AIM =
In one to three sentences, explain why the appeal judgment below concludes that the High Court shares jurisdiction with the Local Court on customary land matters.

In respect of breach of statutory duty under the Act the Court concluded that the second appellant failed in making payments of money to the respondent and ordered nominal damages of $100.00.


The appellants have appealed against this decision on the following grounds:


“1. The learned trial judge erred in deciding matters in custom without any evidence to support his findings of facts.


(2) In, deciding on the question of right of the parties to live in Lupa Land from Mase to Hepa the learned Judge failed to discharge his judicial duty to direct that evidence in custom be properly obtained before trial on the substantial issues in the pleadings.


(3) The learned trial judge having failed to hear evidence in custom on the rights of the parties to live in land areas from Mase to Hepa in Lupa decided on the question on the distribution of net profits without any evidence in support of his findings.


(4) The learned judge erred in his findings of facts and law in holding that the Phillip’s Commission Report is final in that it has never been over-turned, challenged or disputed when numerous land disputes, land acquisition and Commission Inquiry proceedings had since been made to determine the rights and interests of people living in land areas, called Lupa and particularly within Mase in Lupa.


(5) The learned judge had erred in awarding damages all costs against the second defendant/Second Appellant without any evidence of breach of statutory duty alleged by the Plaintiff against it in his statement.”


The decision dismissing the summons for direction as not been questioned on appeal. Therefore, we do not have to deal with issues related to the power of the High court to refer customary issues to the local Court.


The trial judge determined issues of customary law in connection with land and entitlement for payment of money under the Act. We note that the power of the High Court to decide such issues has not been questioned on this appeal.


The grounds of appeal raise the related issue of proof of custom in the High Court.


In dealing with this issue we need to deal with the jurisdiction of the High Court and the manner in which matters of custom may be raised and proved in the High Court. All these issues are related and should be considered together. Such matters are set out under the law. It is important to bear in mind that before Independence in 1978, these matters were governed by pre-Independence legislation. All laws must now be read subject to the Constitution as the superior law (see s 2).


Under Schedule 3.3 of the Constitution, customary law is given status to have effect as part of the law of Solomon Islands. Section 77 (1) of the Constitution gives the High Court “unlimited original jurisdiction to hear and determine any civil.... proceedings under any law ...” Such a grant of power includes proceedings based on custom. We bear in mind that section 231 (1) of the Lands and Titles Act gives exclusive jurisdiction to the Local Court in all matters and proceedings of a civil nature affecting or arising in connection with customary land. In so far as this provision gives exclusive jurisdiction to the Local Court, it has been held to be inconsistent to that extent with s 77 (1) of the Constitution (see Fugui &- Another v Solmac Construction Company Ltd &- Others (1982) SILR 100). The effect of the Constitution is that the High Court has concurrent jurisdiction with the Local Court on customary matters in connection with land.

SOURCE DATA =
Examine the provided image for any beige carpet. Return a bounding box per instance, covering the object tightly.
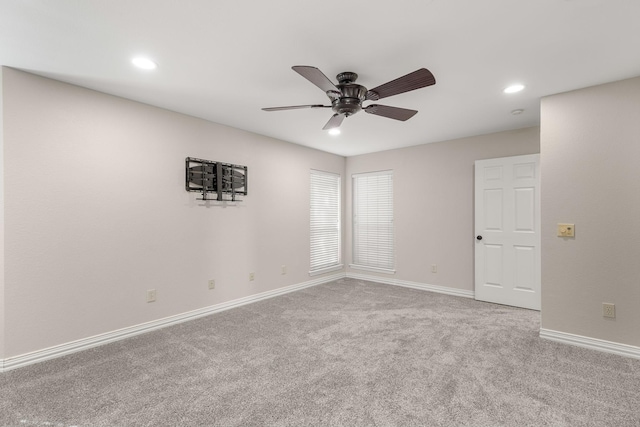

RESULT BELOW =
Section 77(1) of the Constitution gives the High Court unlimited original jurisdiction over civil proceedings under any law, and this includes proceedings based on custom. Section 231(1) of the Lands and Titles Act gives the Local Court exclusive jurisdiction over customary land, but it has been held inconsistent with s 77(1) to that extent (Fugui & Another v Solmac Construction Company Ltd & Others). As a result, the High Court has concurrent jurisdiction with the Local Court on customary matters connected with land.